-- begin Information shown --

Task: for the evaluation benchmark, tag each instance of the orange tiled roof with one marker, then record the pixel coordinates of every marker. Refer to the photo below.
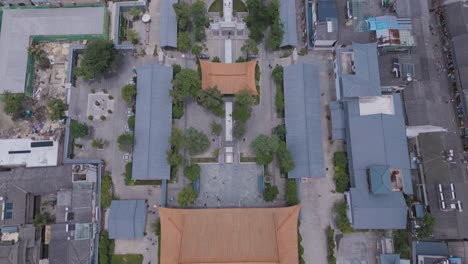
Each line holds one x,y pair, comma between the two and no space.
229,78
234,235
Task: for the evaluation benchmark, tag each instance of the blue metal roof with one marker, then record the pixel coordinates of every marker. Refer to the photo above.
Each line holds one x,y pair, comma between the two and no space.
127,219
303,118
153,122
168,24
288,19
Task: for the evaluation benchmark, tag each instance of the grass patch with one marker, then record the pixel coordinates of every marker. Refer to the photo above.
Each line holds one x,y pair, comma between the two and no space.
106,195
341,219
127,259
291,192
331,246
340,161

-- end Information shown --

_Exercise brief:_ Swap "marker" for "pin" throughout the items above and write all their lines out again, changing nothing else. Leave the pictures out.

_Problem solution:_
Task: for the evaluation benchmark, tag each instance of the orange tiled roof with one pin, then record the pixel coordinates of every pin. Refer to the photo below.
Each line holds one x,y pair, comma between the two and no space.
229,78
234,235
Task: for the evaluation benchmark, tag each instance of the blue metal roof with one pin, then record the pixel coordinates of every pin. Refer to the photo above.
Each line holds one x,y pair, comma between the two and no space.
127,219
303,118
153,122
168,24
288,19
Task: for the evaluation benchmark, tag each instance of the grass patch with one pin, then record the pixel coordinates of every pin. Refer to the photo above.
Each line holds one x,y pair, comma between the two and no space.
106,195
341,219
127,259
291,192
331,246
340,161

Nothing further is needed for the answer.